● TREŚĆ ZADANIA 1:
Przepisz z tekstu o strategii połączonego banku fragment od "Połączony bank aspiruje" do "7-proc. w kredytach hipotecznych.".
● TREŚĆ ZADANIA 2:
Streść tekst o strategii połączonego banku w dwóch zdaniach.

● FRAGMENT TEKSTU:
Połączony bank aspiruje do zdobycia pozycji banku pierwszego wyboru dla klientów indywidualnych, małych i średnich przedsiębiorstw oraz średniej wielkości klientów korporacyjnych. Do 2012 r. połączony bank zamierza umocnić swoją pozycję na rynku bankowości dla MŚP, zdobywając 10-proc. udział w kredytach dla tego segmentu. Na rynku detalicznym aspiracją połączonego banku jest 11-proc. udział w segmencie kart kredytowych, 8-proc. w kredytach gotówkowych i 4-proc. w kontach osobistych oraz utrzymanie 30-proc. udziału w segmencie kredytów ratalnych, a także 7-proc. w kredytach hipotecznych.

Bank zamierza również intensywnie rozwijać bankowość korporacyjną powiększając udział w rynku kredytów i rozwijając nowoczesne produkty bankowości transakcyjnej. Celem połączonego banku jest także zdobycie 7-proc. udziału w negocjowanych podstawowych produktach skarbowych, oferowanych w walutach obcych, a także 4-proc. udziału w depozytach klientów indywidualnych, MŚP i klientów korporacyjnych.

Starannie przygotowani

Józef Wancer wyjaśnia również, że celem nowego banku będzie wykorzystanie synergii, efektu skali oraz optymalizacja efektywności, dlatego w tym roku podjęto działania w celu zapewnienia bankowi bezpiecznej pozycji w niekorzystnych warunkach ekonomicznych i dobrej kondycji do przyszłego wzrostu. Działania te obejmowały optymalizację sieci oddziałów, restrukturyzację, czyli centralizację back-office i procesów posprzedażowych, a także restrukturyzację zatrudnienia oraz zaostrzenie kryteriów przyznawania kredytów i procedur odzyskiwania należności. - Choć działania te miały istotny wpływ na nasze tegoroczne wyniki finansowe, bank jest obecnie w dobrej formie, co zapewni nam silną pozycję konkurencyjną w momencie poprawy sytuacji ekonomicznej - uważa Józef Wancer. - Naszą ambicją jest osiągnięcie do 2012 r. wskaźnika zwrotu na kapitale (ROE) w wysokości 17 proc. lub więcej oraz wskaźnika kosztów do dochodów (Cost/Income) poniżej 50 proc.

[Rekordy adnotacji ramek na obrazach]

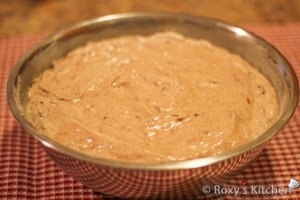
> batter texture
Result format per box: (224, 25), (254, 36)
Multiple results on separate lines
(26, 32), (279, 162)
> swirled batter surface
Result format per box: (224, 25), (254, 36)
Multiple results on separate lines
(27, 32), (279, 162)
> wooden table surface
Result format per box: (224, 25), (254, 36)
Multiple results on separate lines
(0, 0), (300, 36)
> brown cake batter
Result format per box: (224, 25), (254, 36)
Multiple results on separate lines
(27, 32), (279, 162)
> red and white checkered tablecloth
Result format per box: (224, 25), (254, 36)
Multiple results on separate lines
(0, 22), (300, 199)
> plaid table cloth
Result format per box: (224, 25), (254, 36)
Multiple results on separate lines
(0, 23), (300, 199)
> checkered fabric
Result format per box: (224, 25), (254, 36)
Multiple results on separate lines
(0, 23), (300, 199)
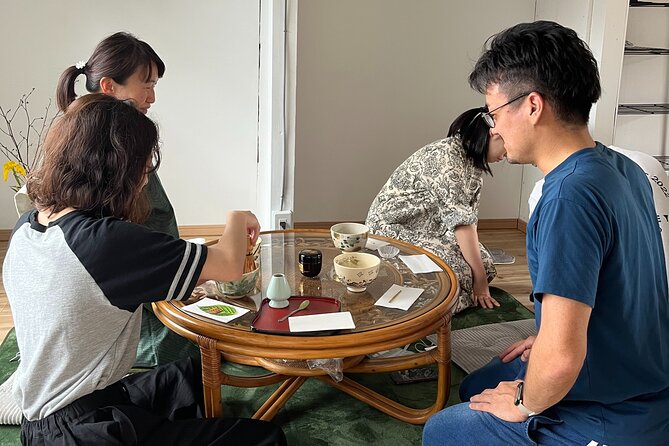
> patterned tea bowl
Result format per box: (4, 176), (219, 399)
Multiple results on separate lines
(334, 252), (381, 293)
(216, 267), (260, 297)
(330, 223), (369, 252)
(216, 237), (261, 297)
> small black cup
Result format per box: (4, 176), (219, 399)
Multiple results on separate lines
(297, 249), (323, 277)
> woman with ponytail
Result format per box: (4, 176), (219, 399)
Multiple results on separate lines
(22, 32), (199, 368)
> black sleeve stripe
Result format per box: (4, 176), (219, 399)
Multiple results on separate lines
(176, 243), (202, 300)
(165, 242), (193, 300)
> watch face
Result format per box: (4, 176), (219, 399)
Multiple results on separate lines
(513, 381), (524, 406)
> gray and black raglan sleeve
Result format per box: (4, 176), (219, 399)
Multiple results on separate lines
(63, 218), (207, 311)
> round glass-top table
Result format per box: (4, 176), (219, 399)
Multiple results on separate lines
(154, 230), (458, 424)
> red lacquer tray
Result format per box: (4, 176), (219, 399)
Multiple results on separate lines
(251, 296), (341, 336)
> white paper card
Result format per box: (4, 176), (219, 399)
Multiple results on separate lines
(400, 254), (441, 274)
(182, 297), (249, 322)
(365, 237), (390, 251)
(374, 284), (424, 311)
(288, 311), (355, 332)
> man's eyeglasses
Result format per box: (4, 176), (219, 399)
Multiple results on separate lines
(481, 91), (532, 129)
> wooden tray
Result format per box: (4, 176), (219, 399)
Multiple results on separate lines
(251, 296), (341, 336)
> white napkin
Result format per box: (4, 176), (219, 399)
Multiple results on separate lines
(288, 311), (355, 332)
(365, 237), (390, 251)
(400, 254), (442, 274)
(182, 297), (249, 322)
(374, 284), (425, 311)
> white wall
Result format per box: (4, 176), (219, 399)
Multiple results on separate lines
(0, 0), (259, 229)
(294, 0), (535, 222)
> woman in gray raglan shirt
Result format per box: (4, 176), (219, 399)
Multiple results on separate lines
(3, 94), (285, 445)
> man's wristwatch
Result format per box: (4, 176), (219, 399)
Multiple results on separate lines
(513, 381), (539, 417)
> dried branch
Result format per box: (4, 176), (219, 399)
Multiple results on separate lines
(0, 88), (58, 191)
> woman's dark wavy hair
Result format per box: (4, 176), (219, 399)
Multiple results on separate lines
(56, 32), (165, 111)
(448, 107), (492, 176)
(28, 93), (160, 223)
(469, 21), (601, 125)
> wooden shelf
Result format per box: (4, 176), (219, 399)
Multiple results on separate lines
(625, 46), (669, 56)
(630, 0), (669, 8)
(618, 104), (669, 115)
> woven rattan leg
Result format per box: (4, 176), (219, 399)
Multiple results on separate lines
(252, 376), (307, 421)
(197, 335), (223, 418)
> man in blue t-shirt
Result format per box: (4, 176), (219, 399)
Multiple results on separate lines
(423, 21), (669, 446)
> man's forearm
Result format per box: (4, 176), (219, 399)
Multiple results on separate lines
(523, 338), (583, 412)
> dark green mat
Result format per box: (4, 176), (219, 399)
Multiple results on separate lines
(0, 287), (533, 446)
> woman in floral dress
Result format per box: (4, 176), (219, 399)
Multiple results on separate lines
(366, 108), (506, 313)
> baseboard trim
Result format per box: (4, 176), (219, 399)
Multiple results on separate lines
(179, 225), (225, 238)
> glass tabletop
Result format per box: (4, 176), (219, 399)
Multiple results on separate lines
(175, 230), (451, 333)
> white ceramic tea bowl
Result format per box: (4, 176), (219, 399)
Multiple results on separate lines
(330, 223), (369, 252)
(334, 252), (381, 293)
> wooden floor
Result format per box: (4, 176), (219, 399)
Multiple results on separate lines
(0, 229), (532, 339)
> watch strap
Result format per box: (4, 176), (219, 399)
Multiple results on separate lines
(513, 381), (539, 417)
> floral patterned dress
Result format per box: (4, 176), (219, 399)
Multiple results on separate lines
(366, 137), (496, 313)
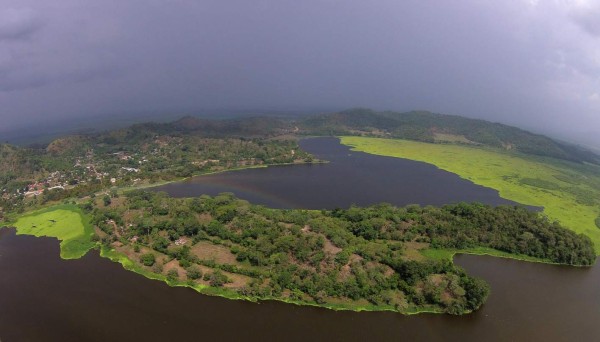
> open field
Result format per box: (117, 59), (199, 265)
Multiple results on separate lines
(11, 205), (94, 259)
(341, 137), (600, 254)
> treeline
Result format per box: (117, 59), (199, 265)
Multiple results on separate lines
(88, 191), (595, 313)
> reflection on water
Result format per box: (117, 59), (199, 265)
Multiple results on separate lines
(155, 138), (514, 209)
(0, 138), (600, 341)
(0, 229), (600, 341)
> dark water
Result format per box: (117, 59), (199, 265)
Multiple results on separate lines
(0, 229), (600, 342)
(155, 138), (514, 209)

● WYNIK ZADANIA 1:
Połączony bank aspiruje do zdobycia pozycji banku pierwszego wyboru dla klientów indywidualnych, małych i średnich przedsiębiorstw oraz średniej wielkości klientów korporacyjnych. Do 2012 r. połączony bank zamierza umocnić swoją pozycję na rynku bankowości dla MŚP, zdobywając 10-proc. udział w kredytach dla tego segmentu. Na rynku detalicznym aspiracją połączonego banku jest 11-proc. udział w segmencie kart kredytowych, 8-proc. w kredytach gotówkowych i 4-proc. w kontach osobistych oraz utrzymanie 30-proc. udziału w segmencie kredytów ratalnych, a także 7-proc. w kredytach hipotecznych.

● WYNIK ZADANIA 2:
Połączony bank chce zostać bankiem pierwszego wyboru dla klientów indywidualnych, MŚP i średnich klientów korporacyjnych, m.in. zdobywając do 2012 r. 10-proc. udział w kredytach dla MŚP i intensywnie rozwijając bankowość korporacyjną. W tym roku podjęto działania obejmujące optymalizację sieci oddziałów, restrukturyzację i zaostrzenie kryteriów kredytowych, a do 2012 r. bank dąży do ROE w wysokości co najmniej 17 proc. i wskaźnika Cost/Income poniżej 50 proc.